## [Estratto della pagina]
----------------
Del resto, ha un passaporto svedese e sa bene che il sistema di accoglienza del Paese nordico adotta una politica molto tollerante con i suoi cittadini: a fronte di una popolazione di circa 10 milioni di abitanti, dal 2013 il governo di Stoccolma ha accolto più di 800 mila migranti e concesso il ritorno di ben 150 terroristi dell’Isis, famiglie comprese. Molti altri sono ancora oggi nel campo di al-Hol, nella Siria nord-orientale, dove già alle prime avvisaglie della guerra civile si erano riversate circa 64 mila persone, delle quali poco meno di diecimila provenienti dall’Europa. Dal 2012, si stima che complessivamente circa 300 svedesi si siano recati in Siria e Iraq per unirsi a gruppi terroristici, il 76% uomini e il 24% donne. A settembre 2016, erano tornati in Svezia 106 combattenti stranieri (il 40%), mentre altri 112 (42%) erano ancora in Siria o Iraq. Si stima che 49 dei 267 (18%) siano deceduti nel conflitto.
----------------
Dati di origine
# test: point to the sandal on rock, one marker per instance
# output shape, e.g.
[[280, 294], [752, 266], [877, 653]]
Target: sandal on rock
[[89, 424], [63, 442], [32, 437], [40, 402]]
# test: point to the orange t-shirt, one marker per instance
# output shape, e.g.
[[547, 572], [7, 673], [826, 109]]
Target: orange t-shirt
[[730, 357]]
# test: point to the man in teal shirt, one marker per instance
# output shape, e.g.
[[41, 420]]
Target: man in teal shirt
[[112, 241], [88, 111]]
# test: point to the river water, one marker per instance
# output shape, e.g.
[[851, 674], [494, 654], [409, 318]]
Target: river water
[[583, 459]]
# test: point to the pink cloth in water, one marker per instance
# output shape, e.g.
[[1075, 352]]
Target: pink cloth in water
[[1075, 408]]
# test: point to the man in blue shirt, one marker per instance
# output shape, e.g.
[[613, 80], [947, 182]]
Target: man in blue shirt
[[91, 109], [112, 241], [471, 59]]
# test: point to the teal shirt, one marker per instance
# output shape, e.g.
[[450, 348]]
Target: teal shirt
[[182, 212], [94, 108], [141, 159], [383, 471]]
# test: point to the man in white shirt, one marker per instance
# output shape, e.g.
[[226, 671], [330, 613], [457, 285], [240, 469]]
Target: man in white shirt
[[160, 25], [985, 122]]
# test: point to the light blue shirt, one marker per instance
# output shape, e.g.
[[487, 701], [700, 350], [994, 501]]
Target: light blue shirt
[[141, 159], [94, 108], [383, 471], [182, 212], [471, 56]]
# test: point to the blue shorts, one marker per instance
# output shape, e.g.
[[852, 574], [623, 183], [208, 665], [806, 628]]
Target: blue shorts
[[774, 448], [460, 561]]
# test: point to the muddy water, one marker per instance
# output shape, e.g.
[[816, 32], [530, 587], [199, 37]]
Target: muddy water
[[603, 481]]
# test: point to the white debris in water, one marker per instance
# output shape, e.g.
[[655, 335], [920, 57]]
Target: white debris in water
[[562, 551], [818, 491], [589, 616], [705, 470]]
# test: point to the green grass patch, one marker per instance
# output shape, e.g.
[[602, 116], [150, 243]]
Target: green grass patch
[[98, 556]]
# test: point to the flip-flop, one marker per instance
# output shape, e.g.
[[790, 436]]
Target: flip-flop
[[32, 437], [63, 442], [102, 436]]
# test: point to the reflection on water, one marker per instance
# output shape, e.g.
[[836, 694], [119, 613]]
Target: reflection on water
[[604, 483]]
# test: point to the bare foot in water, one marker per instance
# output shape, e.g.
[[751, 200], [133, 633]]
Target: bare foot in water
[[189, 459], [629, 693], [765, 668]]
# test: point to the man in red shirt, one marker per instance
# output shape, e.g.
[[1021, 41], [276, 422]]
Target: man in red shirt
----------------
## [Le sfide]
1) Riassumi in due frasi l'estratto della pagina.
2) Nelle righe dei dati di origine, a partire da quella che contiene "# test: point to the pink" e fino a quella che contiene "[[91, 109], [112, 241], [471, 59]]", entrambe comprese, sostituisci "cloth" con "fabric". Riscrivi soltanto queste righe, lasciando invariato tutto il resto.

## [Soluzioni dell'esercizio]
1) La Svezia, con circa 10 milioni di abitanti, adotta una politica di accoglienza molto tollerante: dal 2013 ha accolto più di 800 mila migranti e ha concesso il ritorno di 150 terroristi dell'Isis, famiglie comprese, mentre molti altri si trovano ancora nel campo di al-Hol, nella Siria nord-orientale. Dal 2012 circa 300 svedesi si sarebbero recati in Siria e Iraq per unirsi a gruppi terroristici, e a settembre 2016 106 erano tornati in Svezia, 112 erano ancora in quei Paesi e 49 risultavano deceduti nel conflitto.

2)
# test: point to the pink fabric in water, one marker per instance
# output shape, e.g.
[[1075, 352]]
Target: pink fabric in water
[[1075, 408]]
# test: point to the man in blue shirt, one marker per instance
# output shape, e.g.
[[613, 80], [947, 182]]
Target: man in blue shirt
[[91, 109], [112, 241], [471, 59]]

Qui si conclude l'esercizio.